Position annotation records
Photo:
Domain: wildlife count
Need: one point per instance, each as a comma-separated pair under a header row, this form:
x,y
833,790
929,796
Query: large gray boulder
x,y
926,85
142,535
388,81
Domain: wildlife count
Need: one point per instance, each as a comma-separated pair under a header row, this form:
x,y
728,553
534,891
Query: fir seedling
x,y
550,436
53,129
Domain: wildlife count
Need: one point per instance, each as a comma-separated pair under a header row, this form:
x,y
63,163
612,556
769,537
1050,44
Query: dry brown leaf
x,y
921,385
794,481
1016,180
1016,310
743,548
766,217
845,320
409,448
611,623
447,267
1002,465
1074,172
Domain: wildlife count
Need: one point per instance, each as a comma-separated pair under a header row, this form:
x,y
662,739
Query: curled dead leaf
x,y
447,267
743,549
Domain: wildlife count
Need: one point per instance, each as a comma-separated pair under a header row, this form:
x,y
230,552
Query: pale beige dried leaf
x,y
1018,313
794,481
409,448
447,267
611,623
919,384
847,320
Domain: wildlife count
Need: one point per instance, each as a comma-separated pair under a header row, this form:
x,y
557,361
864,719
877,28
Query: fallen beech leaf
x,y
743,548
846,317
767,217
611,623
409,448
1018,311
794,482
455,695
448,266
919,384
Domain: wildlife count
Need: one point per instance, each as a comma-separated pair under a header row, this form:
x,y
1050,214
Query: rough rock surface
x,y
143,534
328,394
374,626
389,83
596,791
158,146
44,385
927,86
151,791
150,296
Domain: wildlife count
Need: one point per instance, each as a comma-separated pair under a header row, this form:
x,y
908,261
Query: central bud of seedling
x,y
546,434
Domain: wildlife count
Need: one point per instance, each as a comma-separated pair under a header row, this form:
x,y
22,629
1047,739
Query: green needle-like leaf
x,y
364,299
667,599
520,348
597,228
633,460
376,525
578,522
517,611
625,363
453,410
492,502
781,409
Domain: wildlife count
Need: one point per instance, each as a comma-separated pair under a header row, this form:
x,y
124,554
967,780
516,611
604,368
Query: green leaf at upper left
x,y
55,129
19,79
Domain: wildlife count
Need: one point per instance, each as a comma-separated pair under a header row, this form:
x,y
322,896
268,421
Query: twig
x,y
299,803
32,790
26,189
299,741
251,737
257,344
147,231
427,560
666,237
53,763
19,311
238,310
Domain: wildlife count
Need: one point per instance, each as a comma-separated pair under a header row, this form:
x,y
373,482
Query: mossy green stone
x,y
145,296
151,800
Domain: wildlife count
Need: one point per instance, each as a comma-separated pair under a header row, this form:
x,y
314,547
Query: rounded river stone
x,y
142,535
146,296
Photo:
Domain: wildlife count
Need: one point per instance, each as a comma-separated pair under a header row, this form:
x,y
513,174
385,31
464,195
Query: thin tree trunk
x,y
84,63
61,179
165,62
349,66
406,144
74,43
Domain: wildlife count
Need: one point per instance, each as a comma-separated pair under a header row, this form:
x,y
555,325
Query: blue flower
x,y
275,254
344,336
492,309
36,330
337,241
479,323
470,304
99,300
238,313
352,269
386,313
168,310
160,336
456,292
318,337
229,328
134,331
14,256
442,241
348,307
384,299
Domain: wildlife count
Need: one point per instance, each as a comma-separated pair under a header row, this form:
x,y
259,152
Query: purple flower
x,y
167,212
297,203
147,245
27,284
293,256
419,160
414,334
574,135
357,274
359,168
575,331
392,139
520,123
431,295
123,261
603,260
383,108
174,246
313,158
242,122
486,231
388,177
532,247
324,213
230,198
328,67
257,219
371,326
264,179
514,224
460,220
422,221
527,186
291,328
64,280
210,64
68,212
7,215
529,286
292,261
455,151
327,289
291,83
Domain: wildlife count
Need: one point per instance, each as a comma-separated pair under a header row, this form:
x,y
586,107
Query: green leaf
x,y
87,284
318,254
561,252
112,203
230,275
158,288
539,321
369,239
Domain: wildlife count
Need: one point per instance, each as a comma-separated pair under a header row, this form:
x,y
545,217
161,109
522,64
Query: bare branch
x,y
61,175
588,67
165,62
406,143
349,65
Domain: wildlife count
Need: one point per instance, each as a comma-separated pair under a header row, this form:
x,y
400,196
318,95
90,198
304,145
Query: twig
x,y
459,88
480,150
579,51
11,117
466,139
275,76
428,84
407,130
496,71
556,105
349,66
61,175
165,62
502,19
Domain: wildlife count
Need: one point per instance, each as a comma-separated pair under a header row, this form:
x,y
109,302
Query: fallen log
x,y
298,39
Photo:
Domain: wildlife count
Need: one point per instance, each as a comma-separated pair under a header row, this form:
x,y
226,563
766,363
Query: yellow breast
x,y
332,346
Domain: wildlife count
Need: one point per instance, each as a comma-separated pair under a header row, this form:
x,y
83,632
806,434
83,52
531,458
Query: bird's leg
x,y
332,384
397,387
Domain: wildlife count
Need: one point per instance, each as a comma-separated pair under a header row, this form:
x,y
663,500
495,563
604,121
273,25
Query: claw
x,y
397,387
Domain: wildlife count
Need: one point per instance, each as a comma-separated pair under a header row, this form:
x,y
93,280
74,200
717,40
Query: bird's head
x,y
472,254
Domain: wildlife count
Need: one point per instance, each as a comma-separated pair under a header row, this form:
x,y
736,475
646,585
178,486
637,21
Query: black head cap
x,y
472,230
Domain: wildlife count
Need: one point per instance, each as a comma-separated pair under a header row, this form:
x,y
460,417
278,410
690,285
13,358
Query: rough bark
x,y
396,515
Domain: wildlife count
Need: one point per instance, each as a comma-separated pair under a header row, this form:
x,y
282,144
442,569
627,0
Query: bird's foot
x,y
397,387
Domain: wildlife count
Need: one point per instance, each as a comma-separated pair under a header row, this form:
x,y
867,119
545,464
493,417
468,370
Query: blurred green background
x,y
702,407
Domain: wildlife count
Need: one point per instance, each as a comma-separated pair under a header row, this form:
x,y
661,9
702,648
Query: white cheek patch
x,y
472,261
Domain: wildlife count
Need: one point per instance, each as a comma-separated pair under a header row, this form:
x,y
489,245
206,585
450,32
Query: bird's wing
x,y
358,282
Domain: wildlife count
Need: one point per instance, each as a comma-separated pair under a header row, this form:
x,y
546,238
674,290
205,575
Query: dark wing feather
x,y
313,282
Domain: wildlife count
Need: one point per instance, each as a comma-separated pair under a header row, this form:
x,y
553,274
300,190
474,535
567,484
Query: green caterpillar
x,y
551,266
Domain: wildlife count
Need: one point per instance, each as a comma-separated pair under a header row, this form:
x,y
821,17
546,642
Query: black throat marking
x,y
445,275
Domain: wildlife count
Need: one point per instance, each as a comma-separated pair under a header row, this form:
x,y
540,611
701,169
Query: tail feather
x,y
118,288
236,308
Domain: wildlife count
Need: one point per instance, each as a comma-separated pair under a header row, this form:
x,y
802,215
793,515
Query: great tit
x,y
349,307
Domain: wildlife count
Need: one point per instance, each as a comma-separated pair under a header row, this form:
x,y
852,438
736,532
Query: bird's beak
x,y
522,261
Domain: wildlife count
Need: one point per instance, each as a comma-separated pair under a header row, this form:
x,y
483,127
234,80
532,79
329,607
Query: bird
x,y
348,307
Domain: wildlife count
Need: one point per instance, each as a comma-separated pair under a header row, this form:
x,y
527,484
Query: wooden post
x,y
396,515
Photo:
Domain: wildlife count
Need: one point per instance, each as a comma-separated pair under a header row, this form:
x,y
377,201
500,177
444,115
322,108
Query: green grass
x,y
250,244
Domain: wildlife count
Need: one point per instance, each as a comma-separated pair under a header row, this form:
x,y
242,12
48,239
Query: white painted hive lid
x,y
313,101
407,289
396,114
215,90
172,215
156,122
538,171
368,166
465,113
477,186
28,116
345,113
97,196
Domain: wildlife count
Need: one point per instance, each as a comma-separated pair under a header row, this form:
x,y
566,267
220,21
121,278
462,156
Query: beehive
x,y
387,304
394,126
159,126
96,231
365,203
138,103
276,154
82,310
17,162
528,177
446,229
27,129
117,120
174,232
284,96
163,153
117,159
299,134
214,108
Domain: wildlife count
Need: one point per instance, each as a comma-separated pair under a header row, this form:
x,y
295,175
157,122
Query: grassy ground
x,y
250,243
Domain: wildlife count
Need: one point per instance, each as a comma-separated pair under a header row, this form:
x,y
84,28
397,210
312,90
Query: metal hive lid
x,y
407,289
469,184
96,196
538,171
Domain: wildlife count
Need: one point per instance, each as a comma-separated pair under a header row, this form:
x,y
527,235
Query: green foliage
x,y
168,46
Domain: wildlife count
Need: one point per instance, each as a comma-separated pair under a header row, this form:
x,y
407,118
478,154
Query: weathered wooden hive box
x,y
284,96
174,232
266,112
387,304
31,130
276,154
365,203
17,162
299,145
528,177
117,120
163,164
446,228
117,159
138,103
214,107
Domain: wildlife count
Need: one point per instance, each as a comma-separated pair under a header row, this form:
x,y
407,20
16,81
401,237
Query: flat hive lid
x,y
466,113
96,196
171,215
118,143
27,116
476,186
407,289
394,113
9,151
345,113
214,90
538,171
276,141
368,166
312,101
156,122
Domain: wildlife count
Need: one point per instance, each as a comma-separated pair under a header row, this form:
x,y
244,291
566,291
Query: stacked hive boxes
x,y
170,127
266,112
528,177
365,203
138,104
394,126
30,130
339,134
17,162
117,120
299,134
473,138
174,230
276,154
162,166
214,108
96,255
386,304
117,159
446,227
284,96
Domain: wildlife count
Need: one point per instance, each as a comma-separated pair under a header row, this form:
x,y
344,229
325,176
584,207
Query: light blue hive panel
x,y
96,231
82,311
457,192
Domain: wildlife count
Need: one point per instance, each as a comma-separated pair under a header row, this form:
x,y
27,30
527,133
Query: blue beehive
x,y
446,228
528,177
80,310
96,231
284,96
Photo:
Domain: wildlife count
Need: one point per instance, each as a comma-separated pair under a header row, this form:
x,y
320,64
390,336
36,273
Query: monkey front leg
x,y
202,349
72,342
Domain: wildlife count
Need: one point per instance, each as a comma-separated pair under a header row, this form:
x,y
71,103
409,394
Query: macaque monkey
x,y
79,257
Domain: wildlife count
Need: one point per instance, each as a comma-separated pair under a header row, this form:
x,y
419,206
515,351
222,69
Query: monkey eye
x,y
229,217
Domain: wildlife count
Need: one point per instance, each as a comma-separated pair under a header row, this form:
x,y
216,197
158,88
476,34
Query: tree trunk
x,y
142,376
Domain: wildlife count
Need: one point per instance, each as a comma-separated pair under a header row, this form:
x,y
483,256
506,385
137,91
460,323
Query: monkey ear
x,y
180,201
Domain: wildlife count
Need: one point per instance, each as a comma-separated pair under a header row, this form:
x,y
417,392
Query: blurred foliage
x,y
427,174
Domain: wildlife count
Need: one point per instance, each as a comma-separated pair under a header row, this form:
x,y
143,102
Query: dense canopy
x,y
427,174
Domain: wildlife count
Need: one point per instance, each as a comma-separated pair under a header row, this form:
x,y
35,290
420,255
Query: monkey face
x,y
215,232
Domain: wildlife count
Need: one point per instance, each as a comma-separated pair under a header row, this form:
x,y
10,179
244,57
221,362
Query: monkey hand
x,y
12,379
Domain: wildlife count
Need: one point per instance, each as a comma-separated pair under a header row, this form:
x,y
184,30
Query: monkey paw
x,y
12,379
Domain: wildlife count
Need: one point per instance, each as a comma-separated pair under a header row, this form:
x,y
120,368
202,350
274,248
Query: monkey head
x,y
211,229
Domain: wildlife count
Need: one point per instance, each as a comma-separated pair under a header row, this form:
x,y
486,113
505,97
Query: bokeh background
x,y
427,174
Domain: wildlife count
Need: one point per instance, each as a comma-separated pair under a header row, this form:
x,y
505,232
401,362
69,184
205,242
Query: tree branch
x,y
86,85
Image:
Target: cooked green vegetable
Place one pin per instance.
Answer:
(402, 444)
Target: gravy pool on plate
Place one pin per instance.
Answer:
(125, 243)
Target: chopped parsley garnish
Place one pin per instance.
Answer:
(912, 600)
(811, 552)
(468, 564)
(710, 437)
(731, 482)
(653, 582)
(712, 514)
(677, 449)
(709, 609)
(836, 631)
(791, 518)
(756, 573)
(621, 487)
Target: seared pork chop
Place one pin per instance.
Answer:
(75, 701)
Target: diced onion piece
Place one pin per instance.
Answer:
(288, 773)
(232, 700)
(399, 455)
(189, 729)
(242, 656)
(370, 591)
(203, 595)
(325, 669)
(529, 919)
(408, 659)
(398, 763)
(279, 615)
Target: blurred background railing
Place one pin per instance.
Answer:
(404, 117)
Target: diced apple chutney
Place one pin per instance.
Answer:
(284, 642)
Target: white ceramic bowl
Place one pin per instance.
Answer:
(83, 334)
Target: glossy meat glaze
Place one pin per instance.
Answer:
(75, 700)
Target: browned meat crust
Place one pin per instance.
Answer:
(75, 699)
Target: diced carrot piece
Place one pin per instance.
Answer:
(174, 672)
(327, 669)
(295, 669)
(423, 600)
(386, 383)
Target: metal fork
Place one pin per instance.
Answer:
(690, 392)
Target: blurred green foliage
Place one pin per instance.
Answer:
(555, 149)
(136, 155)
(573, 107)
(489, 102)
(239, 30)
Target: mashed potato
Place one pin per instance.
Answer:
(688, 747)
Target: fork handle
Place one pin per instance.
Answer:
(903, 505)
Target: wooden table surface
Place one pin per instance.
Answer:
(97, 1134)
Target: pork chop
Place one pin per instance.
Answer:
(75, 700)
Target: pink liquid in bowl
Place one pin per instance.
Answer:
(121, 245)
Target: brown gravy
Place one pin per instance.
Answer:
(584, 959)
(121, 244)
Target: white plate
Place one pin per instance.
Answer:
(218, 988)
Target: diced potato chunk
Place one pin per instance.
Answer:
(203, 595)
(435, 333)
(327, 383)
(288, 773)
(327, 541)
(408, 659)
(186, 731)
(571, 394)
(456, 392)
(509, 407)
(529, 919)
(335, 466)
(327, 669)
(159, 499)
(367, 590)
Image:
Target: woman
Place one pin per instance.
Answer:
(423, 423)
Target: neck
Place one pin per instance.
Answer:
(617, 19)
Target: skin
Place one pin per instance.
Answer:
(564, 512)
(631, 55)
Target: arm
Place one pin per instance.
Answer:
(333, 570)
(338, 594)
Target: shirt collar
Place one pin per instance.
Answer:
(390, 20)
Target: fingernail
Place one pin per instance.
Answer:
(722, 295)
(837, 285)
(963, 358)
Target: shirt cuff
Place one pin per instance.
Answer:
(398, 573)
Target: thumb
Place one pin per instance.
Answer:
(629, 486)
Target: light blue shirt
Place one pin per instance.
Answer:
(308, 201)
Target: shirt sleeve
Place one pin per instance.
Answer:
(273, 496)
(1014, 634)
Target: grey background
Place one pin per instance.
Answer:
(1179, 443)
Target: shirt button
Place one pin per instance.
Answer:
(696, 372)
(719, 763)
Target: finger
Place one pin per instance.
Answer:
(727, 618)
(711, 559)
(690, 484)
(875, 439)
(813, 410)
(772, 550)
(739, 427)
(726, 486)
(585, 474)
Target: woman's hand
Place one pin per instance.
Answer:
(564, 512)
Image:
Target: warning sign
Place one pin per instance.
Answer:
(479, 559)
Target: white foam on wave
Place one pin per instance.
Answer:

GIVEN PROBLEM
Return every line from the one holding "Target: thumb" through the end of the data, exactly as it appears, with both ends kept and nothing else.

RESULT OF THE EXERCISE
Target: thumb
Place one pin per instance.
Answer:
(629, 486)
Target: light blue shirt
Place one pin per instance.
Answer:
(308, 201)
Target: shirt sleeve
Place one pin per instance.
Answer:
(273, 496)
(1014, 634)
Target: grey background
Place one pin per instance.
Answer:
(1179, 443)
Target: shirt button
Place one pin per instance.
Answer:
(696, 372)
(719, 763)
Target: finger
Place one pin per instance.
Answer:
(727, 618)
(711, 559)
(690, 484)
(875, 439)
(813, 410)
(772, 550)
(739, 427)
(726, 486)
(585, 474)
Target: woman's hand
Place one pin per instance.
Answer:
(564, 512)
Image:
Target: warning sign
Place one pin per instance.
Answer:
(479, 559)
Target: white foam on wave
Place one pin per instance.
Answer:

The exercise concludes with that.